Required work: Edit the passage on violence against women in South Africa from "Violence against women" to "Obstetrics & Gynaecology.", putting "malaria" in place of "tuberculosis".

Provided text:
○ ○ ○
Violence against women is one of the most pressing public health problems in South Africa, with rape being more common than tuberculosis, according to Professor Lynette Denny, senior specialist at Groote Schuur Hospital and University of Cape Department of Obstetrics & Gynaecology.
The massive gap between rape, and the arrest and conviction of rapists had motivated Denny and others in the Western Cape to introduce a rape protocol in 1998.
Describing this as “an idiot-proof guide” for medical practitioners dealing with rape survivors, Denny said the aim was to ensure improved clinical care and better forensic evidence.
Presenting an analysis of 460 rape cases in the Western Cape to the Reproductive Health Priorities Conference, Denny said 58% of cases involved women under the age of 24.
Stressing that the sample, drawn from survivors attended to at Groote Schuur and JG Jooste hospitals, was not representative of all rapes in the province, Denny said important lessons could be learnt nonetheless.
About 58% of rapists were known to their victims, but this figure was likely to be higher in the general population as such rapes were less likely to be reported, said Denny.
While most rapes occurred in the evening and night, a disproportionate number of teenagers were raped in the afternoon. “This is no doubt when their mothers are at work,” she added.
○ ○ ○
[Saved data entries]
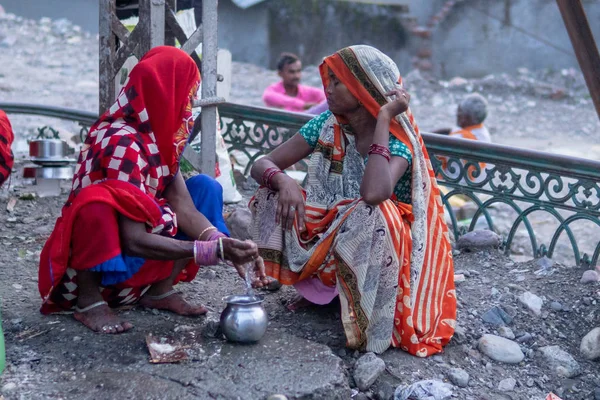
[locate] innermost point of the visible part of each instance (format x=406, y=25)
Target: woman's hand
x=290, y=204
x=398, y=105
x=239, y=252
x=259, y=278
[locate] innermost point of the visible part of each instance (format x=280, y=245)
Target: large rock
x=239, y=222
x=479, y=240
x=532, y=302
x=500, y=349
x=590, y=345
x=367, y=370
x=560, y=361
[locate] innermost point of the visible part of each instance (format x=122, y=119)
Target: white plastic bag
x=424, y=390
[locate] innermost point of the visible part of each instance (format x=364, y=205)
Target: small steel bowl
x=244, y=319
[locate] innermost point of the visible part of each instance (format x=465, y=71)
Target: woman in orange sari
x=369, y=225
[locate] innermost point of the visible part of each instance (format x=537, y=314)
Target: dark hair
x=286, y=59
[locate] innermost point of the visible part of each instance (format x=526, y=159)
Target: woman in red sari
x=115, y=243
x=369, y=226
x=6, y=139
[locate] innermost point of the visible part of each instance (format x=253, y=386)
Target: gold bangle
x=210, y=228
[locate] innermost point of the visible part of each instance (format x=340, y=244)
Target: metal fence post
x=209, y=86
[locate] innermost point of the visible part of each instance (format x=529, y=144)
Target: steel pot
x=51, y=150
x=244, y=319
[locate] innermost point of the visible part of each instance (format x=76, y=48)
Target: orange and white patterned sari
x=392, y=263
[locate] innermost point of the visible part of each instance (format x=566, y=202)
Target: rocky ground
x=303, y=354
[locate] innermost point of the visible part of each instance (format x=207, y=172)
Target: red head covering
x=156, y=98
x=6, y=139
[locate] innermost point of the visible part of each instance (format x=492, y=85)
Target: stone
x=532, y=302
x=497, y=316
x=526, y=337
x=212, y=327
x=500, y=349
x=560, y=361
x=458, y=377
x=590, y=276
x=9, y=387
x=385, y=391
x=478, y=240
x=507, y=385
x=506, y=332
x=239, y=222
x=460, y=334
x=590, y=345
x=367, y=370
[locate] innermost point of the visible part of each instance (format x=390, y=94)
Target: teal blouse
x=312, y=130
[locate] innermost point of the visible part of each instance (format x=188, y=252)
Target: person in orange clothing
x=470, y=115
x=6, y=155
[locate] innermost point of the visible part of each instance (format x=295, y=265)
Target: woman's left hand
x=259, y=278
x=398, y=105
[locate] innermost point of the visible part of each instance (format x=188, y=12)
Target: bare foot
x=174, y=303
x=102, y=319
x=298, y=303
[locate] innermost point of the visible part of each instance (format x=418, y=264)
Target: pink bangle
x=205, y=252
x=268, y=176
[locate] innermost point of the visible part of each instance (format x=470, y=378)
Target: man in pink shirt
x=289, y=94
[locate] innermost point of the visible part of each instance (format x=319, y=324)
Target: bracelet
x=380, y=150
x=210, y=228
x=205, y=253
x=268, y=176
x=221, y=248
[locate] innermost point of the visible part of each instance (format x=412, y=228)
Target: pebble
x=458, y=377
x=500, y=349
x=367, y=370
x=560, y=361
x=9, y=387
x=532, y=302
x=556, y=306
x=478, y=240
x=590, y=276
x=497, y=316
x=507, y=385
x=506, y=332
x=590, y=345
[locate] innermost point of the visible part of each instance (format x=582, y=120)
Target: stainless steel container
x=49, y=152
x=244, y=319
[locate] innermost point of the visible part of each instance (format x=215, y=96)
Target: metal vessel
x=244, y=319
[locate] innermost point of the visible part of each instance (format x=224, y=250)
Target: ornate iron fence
x=506, y=193
x=525, y=182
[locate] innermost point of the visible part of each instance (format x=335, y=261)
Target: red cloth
x=127, y=161
x=6, y=139
x=141, y=137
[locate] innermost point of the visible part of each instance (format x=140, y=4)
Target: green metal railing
x=525, y=182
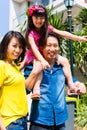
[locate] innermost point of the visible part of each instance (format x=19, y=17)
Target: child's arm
x=67, y=72
x=1, y=125
x=37, y=54
x=69, y=35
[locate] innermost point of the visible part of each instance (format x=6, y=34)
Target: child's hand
x=82, y=39
x=72, y=89
x=45, y=64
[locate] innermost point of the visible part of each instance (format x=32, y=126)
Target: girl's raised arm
x=69, y=35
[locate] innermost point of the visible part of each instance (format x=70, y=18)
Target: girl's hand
x=45, y=64
x=37, y=67
x=82, y=39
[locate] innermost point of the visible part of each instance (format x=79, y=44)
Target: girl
x=37, y=29
x=13, y=100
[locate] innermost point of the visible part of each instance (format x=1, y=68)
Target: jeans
x=19, y=124
x=34, y=126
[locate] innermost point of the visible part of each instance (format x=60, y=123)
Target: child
x=37, y=29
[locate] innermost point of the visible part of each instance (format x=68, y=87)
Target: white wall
x=16, y=10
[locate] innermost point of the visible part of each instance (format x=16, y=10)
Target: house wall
x=17, y=10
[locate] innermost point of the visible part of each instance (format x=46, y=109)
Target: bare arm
x=69, y=35
x=37, y=54
x=1, y=124
x=30, y=81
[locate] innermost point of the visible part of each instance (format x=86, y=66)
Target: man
x=50, y=112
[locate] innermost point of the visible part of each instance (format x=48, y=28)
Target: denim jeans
x=19, y=124
x=35, y=126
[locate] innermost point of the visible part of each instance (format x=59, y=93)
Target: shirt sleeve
x=31, y=33
x=73, y=78
x=2, y=73
x=50, y=28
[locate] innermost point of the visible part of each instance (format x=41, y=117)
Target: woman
x=13, y=101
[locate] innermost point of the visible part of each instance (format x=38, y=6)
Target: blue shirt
x=52, y=104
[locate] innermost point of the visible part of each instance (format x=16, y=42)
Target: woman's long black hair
x=43, y=30
x=5, y=42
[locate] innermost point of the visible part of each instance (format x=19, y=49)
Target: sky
x=4, y=17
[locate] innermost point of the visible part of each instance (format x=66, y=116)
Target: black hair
x=5, y=42
x=30, y=26
x=52, y=34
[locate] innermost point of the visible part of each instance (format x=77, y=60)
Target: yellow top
x=13, y=100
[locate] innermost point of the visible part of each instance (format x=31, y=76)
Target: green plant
x=81, y=117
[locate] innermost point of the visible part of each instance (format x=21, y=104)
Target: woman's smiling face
x=14, y=50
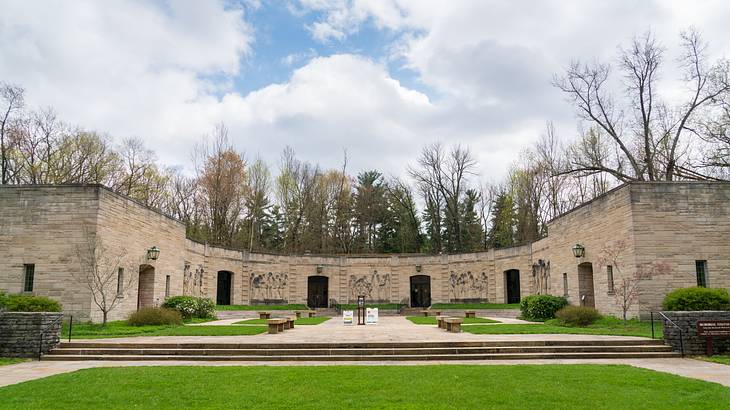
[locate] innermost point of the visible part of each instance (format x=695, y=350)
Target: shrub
x=155, y=316
x=577, y=315
x=697, y=298
x=190, y=306
x=541, y=307
x=206, y=308
x=30, y=303
x=186, y=305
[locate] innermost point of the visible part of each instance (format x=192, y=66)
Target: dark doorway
x=223, y=291
x=420, y=291
x=317, y=291
x=585, y=285
x=512, y=285
x=146, y=287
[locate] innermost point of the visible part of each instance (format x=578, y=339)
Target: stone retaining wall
x=20, y=333
x=693, y=344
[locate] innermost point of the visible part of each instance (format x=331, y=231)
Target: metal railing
x=45, y=329
x=668, y=320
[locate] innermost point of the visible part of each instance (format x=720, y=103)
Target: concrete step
x=444, y=357
x=362, y=352
x=362, y=345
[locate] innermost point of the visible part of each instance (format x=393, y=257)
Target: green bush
x=190, y=306
x=29, y=303
x=541, y=307
x=155, y=316
x=577, y=315
x=206, y=308
x=697, y=298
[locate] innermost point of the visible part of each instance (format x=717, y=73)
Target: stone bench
x=276, y=325
x=453, y=324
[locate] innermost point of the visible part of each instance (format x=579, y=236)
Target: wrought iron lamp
x=153, y=253
x=579, y=250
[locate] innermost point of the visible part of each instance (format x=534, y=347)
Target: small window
x=609, y=277
x=29, y=277
x=701, y=268
x=120, y=282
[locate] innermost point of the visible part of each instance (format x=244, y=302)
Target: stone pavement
x=390, y=329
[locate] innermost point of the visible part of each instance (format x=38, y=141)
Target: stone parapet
x=687, y=321
x=20, y=333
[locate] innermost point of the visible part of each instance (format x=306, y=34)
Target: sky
x=378, y=79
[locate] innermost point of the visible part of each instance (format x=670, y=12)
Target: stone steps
x=491, y=350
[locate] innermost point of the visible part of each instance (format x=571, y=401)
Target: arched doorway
x=146, y=287
x=420, y=291
x=585, y=285
x=317, y=287
x=512, y=285
x=223, y=289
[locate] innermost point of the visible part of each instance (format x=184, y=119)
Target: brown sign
x=713, y=328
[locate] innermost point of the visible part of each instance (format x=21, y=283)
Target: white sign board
x=371, y=316
x=347, y=317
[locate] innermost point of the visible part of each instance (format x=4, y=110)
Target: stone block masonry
x=20, y=333
x=694, y=345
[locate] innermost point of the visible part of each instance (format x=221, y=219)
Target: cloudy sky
x=379, y=78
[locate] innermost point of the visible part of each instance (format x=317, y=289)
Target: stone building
x=681, y=227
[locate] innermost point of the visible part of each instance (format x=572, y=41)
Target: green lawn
x=261, y=307
x=605, y=326
x=301, y=321
x=716, y=359
x=380, y=306
x=338, y=387
x=120, y=328
x=4, y=361
x=474, y=306
x=431, y=320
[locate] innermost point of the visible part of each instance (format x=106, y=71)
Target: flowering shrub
x=190, y=306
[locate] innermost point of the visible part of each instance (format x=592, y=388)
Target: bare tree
x=647, y=138
x=626, y=291
x=99, y=272
x=11, y=97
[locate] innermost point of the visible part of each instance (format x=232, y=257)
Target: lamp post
x=579, y=250
x=153, y=253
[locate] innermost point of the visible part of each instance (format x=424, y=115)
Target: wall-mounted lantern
x=579, y=250
x=153, y=253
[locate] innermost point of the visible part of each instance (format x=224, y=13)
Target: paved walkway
x=389, y=329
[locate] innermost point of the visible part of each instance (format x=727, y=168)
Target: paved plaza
x=389, y=329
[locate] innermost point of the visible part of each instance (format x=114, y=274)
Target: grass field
x=301, y=321
x=4, y=361
x=261, y=307
x=122, y=329
x=605, y=326
x=431, y=320
x=715, y=359
x=337, y=387
x=474, y=306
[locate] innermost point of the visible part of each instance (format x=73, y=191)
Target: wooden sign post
x=711, y=329
x=361, y=310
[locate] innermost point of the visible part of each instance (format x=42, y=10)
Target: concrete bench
x=453, y=324
x=276, y=325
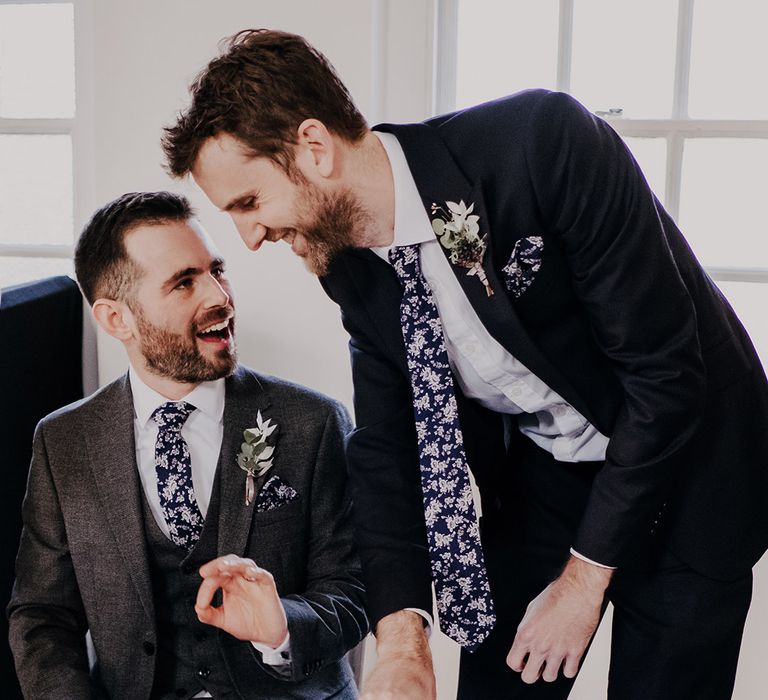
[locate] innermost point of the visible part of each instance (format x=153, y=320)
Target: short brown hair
x=102, y=265
x=263, y=85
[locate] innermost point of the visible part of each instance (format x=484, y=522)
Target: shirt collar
x=207, y=397
x=412, y=225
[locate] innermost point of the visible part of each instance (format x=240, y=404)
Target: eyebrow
x=192, y=272
x=238, y=200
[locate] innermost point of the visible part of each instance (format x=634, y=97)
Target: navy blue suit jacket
x=620, y=320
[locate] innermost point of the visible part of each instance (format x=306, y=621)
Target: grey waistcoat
x=188, y=658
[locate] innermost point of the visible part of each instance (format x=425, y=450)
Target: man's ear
x=316, y=150
x=114, y=317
○ ○ ○
Finished task:
Violence against women is one of the most pressing public health problems in South Africa, with rape being more common than malaria, according to Professor Lynette Denny, senior specialist at Groote Schuur Hospital and University of Cape Department of Obstetrics & Gynaecology.